* JOB:
Arrange the entries below, everything from the line containing "Return one point per instance of the fence" down to the line containing "x=125, y=55" (both included), as a two-column CSV with the headers instruction and response. Give one row per entry, with its text and its answer each in a single quoted field and any line breaks replaced by spaces.

* DATA FOR PROCESSING:
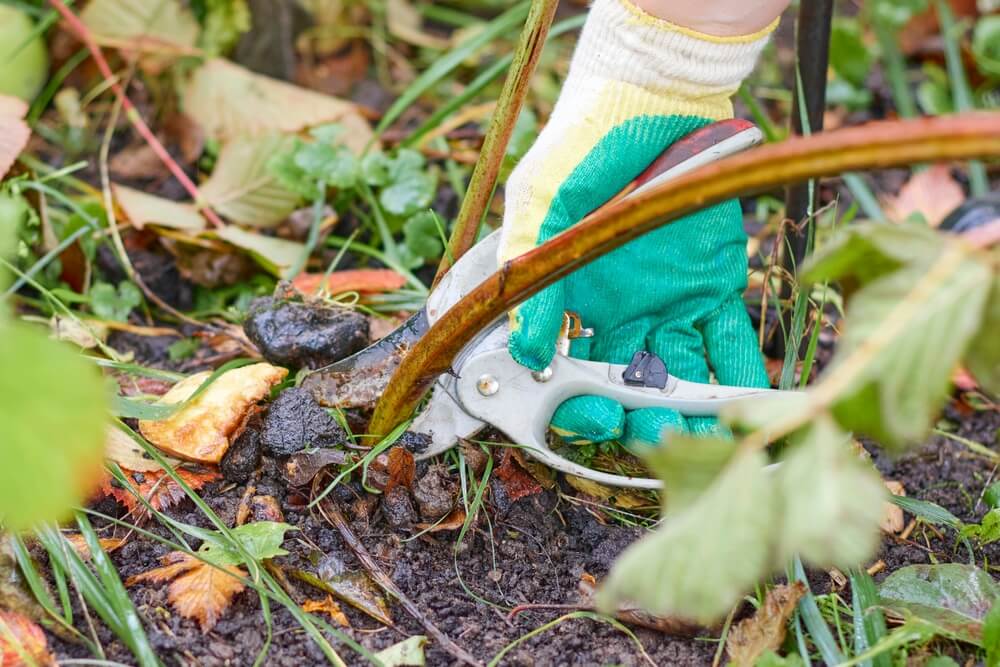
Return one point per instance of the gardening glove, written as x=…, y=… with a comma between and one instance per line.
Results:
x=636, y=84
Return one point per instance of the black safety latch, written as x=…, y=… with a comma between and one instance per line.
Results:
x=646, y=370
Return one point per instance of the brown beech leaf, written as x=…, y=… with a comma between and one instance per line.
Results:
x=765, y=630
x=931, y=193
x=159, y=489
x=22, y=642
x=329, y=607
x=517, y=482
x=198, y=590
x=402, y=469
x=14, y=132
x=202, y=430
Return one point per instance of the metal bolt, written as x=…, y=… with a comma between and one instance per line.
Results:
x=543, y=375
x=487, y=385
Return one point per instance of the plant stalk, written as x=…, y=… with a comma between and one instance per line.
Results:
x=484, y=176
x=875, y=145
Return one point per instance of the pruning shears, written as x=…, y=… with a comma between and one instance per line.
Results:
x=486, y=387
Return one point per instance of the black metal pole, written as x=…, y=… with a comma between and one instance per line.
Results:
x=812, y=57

--

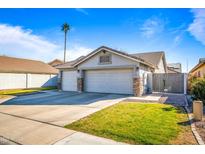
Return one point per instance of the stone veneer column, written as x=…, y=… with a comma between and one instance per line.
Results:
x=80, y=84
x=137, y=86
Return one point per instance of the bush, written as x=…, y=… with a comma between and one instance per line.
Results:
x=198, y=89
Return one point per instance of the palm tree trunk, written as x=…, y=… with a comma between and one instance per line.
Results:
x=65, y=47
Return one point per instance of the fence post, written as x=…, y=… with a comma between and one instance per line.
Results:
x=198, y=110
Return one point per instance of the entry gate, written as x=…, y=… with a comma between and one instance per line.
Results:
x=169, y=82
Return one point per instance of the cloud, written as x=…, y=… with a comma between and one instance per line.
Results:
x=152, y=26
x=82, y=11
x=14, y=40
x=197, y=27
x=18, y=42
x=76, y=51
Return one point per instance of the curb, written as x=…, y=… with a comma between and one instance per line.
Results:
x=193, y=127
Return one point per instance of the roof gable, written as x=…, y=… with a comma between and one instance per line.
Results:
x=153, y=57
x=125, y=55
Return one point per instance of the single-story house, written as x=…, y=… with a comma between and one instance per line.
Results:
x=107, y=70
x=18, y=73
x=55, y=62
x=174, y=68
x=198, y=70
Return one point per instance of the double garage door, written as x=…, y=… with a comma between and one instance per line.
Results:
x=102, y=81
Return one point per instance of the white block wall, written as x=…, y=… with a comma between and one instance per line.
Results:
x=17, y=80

* SOLUTION FOR THIS EXERCISE:
instruction,response
"Return one point per instance of the fence post, written as x=…, y=… with a comma between and one instance per line. Results:","x=198, y=110"
"Return one point per instance of the entry gate, written as x=…, y=… with a comma between and one instance per line. Results:","x=169, y=82"
"Return one point per instance of the cloud, written as x=…, y=… with a comma between and one instance per line. Results:","x=152, y=26 x=82, y=11 x=14, y=40 x=197, y=27 x=18, y=42 x=76, y=51"
"Return one point per instance of the curb, written as x=…, y=… with a comma between and one instance per line. Results:","x=193, y=127"
"Return one point per instance of the roof gable, written as x=…, y=… with a comma between and one instance per line. Results:","x=153, y=57 x=125, y=55"